Problem requirements - Rewrite the part that opens with the line containing "You are given a photograph. For the wooden window" and closes with the line containing "You are given a photograph. For the blue", both ends included, keeping every row intact and multiplying each answer coordinate by 0.55, rounded to a whole number with halves rounded up. Return only those lines.

The records -

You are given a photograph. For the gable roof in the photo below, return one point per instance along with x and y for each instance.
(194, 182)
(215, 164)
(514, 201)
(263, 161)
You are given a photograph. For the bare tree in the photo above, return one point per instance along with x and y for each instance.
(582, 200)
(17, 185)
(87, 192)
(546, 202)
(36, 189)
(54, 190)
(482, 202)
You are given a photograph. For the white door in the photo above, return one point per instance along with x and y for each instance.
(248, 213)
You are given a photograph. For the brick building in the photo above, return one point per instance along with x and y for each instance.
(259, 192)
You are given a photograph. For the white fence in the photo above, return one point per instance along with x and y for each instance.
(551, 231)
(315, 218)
* * *
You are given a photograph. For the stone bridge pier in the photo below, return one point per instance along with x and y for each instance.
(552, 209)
...
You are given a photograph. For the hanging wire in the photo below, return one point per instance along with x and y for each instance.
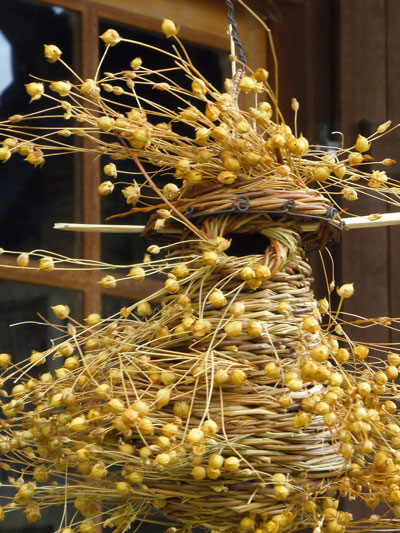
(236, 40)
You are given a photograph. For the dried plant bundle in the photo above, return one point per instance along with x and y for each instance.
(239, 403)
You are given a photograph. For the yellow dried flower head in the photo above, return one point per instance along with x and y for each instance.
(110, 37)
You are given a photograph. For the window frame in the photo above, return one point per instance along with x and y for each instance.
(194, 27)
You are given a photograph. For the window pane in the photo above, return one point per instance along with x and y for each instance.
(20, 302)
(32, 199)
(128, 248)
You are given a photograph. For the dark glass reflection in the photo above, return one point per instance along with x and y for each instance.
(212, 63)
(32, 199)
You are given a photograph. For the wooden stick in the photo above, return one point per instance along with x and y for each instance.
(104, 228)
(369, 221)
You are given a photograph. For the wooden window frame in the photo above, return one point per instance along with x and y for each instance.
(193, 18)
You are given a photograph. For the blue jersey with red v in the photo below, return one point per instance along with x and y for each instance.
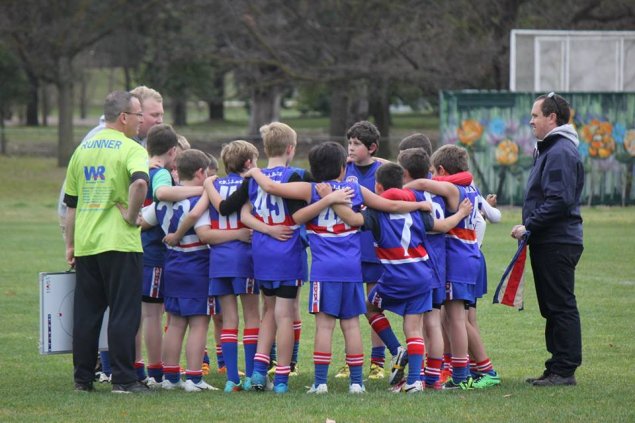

Solution for this task -
You are given a photograph. For the wooden window frame in the photo above, return one point per instance along with x and y for each instance.
(106, 10)
You are given a photograph. For the blue jersey with red v in the photo below, return one point per instance along with x and y for each instance.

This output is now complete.